Please answer the following from the federal IT reform article:
(a) To whom did Jeff Zients attribute the quote about the iPhone?
(b) How much additional money is the administration spending this fiscal year to improve the federal acquisition workforce?
(c) Which office is OMB working with to create a formal IT project management career track?

* TEXT SEGMENT *
• • • •

The reforms, jump-started by the Office of Management and Budget, come as part of a larger set of "structural changes" and other plans to make federal IT more productive and effective. The policy changes will cap a three-pronged strategy to overhaul federal IT that began this summer with reviews of high-risk IT projects and financial systems modernization efforts.

"A productivity boom has transformed private sector performance over the past two decades, but the federal government has almost entirely missed out," federal chief performance officer Jeff Zients told an audience of contractors in his speech before the Northern Virginia Technology Council. He cited statistics showing that government productivity has been growing at only 1/3 the rate of private productivity for the last few decades. "Fixing IT is central to everything we're trying to do. We've got to spread practices that we know work."

The administration's plan, which comes after deliberation with both industry and government, is five-fold: better align budgeting and acquisitions with the technology cycle, strengthen project and program management, streamline IT governance, increase engagement with industry and adopt "light technology" (think cloud computing) and shared services.

The long lead time for federal IT appropriations and acquisition has long made it hard for federal agencies to quickly adopt new technology. "The iPhone was developed in less time than it takes to prepare a budget and get Congressional approval," Zients said, attributing the quote to Department of Defense deputy secretary Bill Lynn. "Agencies need the flexibility to respond to changes in needs and expectations."

To that end, OMB plans to work with agencies and Congress on pilot projects to introduce flexibility into the IT budgeting process, and the administration is spending an additional $158 million this fiscal year to improve the thinly stretched federal acquisition workforce.

In terms of IT project management, most government agencies fill that function on an ad hoc basis with people from other career paths, Zients said, increasing the chance for failure. OMB is now working with the Office of Personnel Management to create a more formal IT project management career track for the federal government, and, going forward, will not green-light any spending on projects that don't have dedicated project management teams.

One of the core structural challenges to federal IT is that it often operates in a bureaucratic, federated model with, as Zients put it, "layers of accountability" that make decision-making tough and "true accountability almost non-existent." However, OMB's TechStat meetings -- statistics-heavy analysis of the goals and obstacles of federal IT projects -- have been bringing all the key constituents in the projects to the table, and OMB plans to develop corollary meetings at every cabinet-level agency.

• • • •

* RECORDS SUPPLIED *
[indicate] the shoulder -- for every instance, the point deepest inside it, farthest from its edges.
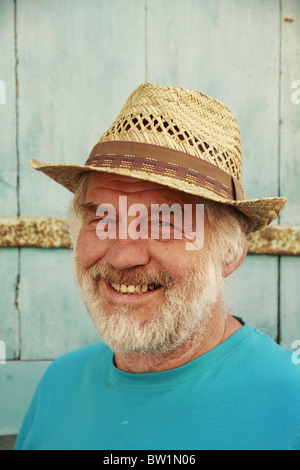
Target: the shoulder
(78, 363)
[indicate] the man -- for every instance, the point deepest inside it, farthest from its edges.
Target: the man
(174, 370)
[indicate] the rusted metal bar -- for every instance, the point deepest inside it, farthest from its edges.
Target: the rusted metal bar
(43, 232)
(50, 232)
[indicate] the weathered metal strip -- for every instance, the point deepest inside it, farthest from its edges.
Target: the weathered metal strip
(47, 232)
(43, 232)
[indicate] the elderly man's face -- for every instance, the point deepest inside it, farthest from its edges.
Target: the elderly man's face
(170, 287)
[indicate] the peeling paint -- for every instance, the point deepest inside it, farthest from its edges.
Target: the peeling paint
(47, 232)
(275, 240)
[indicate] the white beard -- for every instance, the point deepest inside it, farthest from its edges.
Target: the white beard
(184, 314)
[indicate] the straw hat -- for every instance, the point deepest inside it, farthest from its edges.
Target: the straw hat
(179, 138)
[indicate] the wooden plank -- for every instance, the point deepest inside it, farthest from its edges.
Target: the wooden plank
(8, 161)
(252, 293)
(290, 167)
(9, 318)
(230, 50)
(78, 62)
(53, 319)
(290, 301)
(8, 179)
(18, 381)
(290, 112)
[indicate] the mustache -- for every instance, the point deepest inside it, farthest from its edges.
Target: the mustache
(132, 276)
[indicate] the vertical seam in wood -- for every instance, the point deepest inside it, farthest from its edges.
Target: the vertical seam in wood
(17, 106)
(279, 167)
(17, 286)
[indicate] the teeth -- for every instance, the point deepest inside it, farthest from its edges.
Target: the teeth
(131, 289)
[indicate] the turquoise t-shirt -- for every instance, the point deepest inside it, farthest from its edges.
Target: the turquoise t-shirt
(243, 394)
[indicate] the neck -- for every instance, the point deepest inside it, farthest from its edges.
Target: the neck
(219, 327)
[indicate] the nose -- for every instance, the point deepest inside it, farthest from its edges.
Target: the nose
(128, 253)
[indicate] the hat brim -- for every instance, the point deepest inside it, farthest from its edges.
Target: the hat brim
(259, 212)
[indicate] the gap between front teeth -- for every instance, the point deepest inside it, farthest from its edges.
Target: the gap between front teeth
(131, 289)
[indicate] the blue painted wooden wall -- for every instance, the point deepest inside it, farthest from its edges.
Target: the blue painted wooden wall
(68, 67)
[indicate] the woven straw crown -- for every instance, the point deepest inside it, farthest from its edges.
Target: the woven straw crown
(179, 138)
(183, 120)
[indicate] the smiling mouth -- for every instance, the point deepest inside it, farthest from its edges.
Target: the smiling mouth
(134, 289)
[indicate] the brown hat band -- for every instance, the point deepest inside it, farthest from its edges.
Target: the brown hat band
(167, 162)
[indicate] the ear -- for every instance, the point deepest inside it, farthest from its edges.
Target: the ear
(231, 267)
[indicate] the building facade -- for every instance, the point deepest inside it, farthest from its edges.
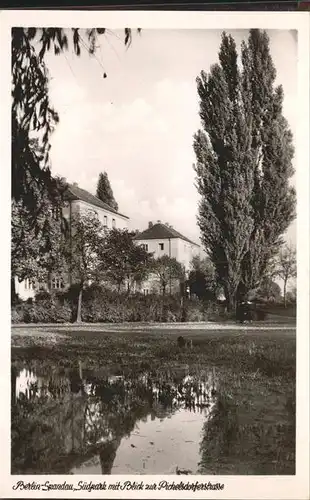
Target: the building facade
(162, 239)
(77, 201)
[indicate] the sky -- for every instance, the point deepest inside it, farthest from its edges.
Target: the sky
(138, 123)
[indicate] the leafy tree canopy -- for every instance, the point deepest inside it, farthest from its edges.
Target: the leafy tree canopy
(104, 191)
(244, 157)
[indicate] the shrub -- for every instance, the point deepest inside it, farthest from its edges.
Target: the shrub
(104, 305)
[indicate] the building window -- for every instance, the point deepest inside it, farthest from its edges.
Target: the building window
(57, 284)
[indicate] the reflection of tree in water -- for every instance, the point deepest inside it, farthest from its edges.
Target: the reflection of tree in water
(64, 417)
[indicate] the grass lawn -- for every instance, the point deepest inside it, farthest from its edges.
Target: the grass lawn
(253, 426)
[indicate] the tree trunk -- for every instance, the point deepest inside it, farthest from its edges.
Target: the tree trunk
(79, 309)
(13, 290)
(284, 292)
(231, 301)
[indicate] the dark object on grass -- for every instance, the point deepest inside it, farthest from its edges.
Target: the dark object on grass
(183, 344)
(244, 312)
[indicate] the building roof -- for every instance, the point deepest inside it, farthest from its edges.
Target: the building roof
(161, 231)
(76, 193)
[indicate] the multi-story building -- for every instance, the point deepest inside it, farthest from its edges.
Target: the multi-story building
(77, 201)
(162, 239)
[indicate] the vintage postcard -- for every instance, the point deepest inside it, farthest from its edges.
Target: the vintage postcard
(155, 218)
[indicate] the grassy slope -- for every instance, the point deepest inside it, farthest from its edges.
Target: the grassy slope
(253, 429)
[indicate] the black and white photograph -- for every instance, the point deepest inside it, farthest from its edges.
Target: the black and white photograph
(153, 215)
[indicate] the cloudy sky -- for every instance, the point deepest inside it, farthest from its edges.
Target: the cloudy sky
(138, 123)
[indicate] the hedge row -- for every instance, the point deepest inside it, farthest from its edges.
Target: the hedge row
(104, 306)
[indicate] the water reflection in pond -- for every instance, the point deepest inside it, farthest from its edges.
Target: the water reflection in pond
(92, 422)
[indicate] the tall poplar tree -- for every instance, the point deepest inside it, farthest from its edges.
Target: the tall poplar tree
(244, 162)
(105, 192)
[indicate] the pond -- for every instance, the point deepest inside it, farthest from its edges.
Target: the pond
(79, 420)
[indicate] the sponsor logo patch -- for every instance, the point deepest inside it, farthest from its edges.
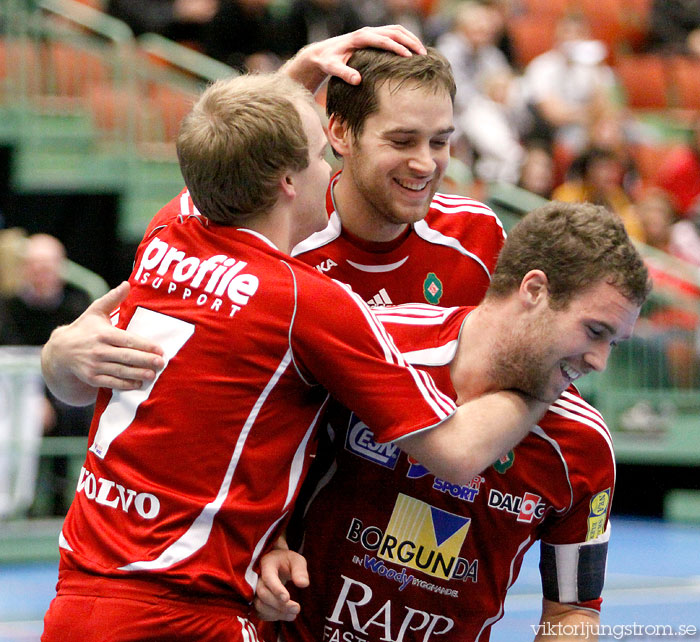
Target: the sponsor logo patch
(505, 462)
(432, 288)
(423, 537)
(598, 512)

• • • •

* RESULT OF THIS EXERCISE *
(a) Department of Defense deputy secretary Bill Lynn
(b) $158 million
(c) The Office of Personnel Management